Given request ->
Which lines in the material below contain the string "rifle"? Extract each of them in full.

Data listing

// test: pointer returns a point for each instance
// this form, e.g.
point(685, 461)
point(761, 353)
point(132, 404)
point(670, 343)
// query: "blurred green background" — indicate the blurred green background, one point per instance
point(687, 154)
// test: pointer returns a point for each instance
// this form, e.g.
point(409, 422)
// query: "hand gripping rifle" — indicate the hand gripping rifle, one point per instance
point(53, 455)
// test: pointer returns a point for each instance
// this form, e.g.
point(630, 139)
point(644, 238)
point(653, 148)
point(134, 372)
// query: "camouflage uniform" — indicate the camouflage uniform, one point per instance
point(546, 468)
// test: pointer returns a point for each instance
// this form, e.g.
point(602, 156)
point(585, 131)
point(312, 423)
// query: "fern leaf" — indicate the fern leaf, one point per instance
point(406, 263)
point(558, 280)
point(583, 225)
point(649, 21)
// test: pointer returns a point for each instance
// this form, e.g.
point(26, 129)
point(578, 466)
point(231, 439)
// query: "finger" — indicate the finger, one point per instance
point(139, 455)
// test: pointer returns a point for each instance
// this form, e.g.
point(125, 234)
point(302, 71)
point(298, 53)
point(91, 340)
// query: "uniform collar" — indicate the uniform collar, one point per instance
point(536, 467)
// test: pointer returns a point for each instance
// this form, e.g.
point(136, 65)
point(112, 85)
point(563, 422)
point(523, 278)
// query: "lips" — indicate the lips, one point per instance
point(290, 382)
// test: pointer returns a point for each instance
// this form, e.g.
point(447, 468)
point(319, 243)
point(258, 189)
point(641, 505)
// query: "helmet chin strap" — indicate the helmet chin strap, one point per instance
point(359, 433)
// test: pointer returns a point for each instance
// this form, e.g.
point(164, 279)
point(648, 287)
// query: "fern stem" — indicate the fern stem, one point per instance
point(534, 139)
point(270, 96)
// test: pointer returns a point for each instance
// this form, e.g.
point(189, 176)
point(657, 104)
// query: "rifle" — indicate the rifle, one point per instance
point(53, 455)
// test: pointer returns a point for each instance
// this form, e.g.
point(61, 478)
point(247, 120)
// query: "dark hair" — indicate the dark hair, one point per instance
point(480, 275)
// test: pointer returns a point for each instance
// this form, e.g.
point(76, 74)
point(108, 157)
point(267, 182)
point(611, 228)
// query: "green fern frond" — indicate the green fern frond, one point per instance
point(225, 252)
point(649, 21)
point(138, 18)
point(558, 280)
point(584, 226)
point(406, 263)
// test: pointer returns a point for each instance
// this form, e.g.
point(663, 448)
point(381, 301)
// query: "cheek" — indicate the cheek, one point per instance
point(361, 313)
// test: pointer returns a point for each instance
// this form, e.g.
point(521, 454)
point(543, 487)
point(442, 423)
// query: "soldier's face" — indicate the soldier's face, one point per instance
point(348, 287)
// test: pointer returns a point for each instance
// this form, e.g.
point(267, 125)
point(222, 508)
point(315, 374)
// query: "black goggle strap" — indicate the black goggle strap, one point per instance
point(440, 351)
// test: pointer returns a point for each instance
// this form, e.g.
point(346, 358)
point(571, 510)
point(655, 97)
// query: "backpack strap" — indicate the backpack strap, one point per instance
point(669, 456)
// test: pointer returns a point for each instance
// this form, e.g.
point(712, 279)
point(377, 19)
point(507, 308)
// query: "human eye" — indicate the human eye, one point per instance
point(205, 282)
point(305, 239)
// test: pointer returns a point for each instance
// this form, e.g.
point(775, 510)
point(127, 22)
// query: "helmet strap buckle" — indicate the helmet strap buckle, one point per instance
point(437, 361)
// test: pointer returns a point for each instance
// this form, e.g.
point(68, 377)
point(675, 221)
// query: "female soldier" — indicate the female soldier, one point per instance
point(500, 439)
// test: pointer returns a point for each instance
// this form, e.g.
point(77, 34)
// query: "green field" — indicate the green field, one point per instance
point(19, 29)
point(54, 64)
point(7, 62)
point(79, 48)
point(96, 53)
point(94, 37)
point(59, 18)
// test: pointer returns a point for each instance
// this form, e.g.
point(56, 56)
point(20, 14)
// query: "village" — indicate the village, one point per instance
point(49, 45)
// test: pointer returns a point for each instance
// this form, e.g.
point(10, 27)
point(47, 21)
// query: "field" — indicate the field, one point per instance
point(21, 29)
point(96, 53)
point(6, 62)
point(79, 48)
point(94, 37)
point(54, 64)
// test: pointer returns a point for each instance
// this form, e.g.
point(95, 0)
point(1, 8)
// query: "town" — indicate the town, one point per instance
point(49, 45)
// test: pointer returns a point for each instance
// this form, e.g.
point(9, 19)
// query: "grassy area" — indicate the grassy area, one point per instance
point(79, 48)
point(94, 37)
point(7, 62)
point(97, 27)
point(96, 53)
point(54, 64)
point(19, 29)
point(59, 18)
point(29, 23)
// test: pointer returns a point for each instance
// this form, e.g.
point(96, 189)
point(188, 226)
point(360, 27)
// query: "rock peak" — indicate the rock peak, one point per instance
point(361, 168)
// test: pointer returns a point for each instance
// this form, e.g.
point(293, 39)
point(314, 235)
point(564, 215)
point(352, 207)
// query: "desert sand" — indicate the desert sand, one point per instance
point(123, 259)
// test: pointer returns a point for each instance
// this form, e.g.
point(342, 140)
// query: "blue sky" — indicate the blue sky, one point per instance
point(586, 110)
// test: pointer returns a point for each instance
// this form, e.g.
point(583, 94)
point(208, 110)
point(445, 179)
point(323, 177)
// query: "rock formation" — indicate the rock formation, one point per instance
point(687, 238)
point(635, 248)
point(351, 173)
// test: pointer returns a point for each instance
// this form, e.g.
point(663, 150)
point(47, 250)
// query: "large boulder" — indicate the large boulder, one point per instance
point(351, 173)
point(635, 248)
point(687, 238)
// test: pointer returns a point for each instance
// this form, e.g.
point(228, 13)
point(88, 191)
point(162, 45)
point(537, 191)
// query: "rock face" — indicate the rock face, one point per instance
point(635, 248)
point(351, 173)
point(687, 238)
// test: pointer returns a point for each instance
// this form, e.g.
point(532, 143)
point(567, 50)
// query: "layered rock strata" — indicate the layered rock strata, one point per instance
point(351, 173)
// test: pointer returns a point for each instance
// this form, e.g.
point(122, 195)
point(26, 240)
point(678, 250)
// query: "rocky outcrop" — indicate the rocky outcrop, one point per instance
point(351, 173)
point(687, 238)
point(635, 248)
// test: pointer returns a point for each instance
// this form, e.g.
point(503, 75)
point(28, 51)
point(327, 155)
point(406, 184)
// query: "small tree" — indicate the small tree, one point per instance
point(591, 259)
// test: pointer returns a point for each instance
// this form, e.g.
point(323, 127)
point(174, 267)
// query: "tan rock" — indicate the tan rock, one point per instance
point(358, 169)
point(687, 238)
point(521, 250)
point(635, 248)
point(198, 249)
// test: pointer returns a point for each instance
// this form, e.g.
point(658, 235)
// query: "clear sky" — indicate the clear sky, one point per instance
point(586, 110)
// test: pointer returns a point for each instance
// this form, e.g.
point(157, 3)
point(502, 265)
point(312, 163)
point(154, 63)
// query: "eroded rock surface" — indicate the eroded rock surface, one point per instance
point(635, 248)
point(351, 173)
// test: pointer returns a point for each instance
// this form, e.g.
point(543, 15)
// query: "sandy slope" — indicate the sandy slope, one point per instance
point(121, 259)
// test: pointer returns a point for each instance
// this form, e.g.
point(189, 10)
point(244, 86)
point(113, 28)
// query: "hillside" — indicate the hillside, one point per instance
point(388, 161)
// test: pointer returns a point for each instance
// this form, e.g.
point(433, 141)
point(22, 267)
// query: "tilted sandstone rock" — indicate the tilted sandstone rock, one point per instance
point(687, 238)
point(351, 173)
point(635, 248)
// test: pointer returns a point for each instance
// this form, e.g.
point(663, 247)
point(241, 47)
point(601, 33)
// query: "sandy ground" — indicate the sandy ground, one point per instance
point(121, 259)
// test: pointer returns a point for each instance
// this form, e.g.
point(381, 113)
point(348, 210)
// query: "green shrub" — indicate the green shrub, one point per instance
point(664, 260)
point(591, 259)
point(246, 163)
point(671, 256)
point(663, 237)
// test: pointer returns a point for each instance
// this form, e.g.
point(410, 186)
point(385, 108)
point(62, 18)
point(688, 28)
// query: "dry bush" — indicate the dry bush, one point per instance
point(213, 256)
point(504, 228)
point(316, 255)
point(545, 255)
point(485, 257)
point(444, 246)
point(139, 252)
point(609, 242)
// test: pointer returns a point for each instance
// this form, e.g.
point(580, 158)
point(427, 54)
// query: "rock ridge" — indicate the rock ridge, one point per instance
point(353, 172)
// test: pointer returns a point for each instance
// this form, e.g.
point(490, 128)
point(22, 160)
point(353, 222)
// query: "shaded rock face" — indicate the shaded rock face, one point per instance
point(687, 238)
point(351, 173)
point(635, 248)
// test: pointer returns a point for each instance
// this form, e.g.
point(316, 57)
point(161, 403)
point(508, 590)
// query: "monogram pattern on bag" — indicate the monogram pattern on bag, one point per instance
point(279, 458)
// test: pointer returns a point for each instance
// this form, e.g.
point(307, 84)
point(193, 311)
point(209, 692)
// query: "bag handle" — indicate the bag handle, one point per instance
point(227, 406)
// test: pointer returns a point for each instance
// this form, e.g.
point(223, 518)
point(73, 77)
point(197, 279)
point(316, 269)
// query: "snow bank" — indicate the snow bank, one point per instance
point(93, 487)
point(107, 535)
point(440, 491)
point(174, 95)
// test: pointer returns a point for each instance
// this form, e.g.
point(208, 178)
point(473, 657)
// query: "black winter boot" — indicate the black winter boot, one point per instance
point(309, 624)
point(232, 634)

Exercise output ->
// query: "hand gripping rifle" — indicate the hand gripping rifle, one point per instance
// query: "rifle" — indicate the rifle, one point per instance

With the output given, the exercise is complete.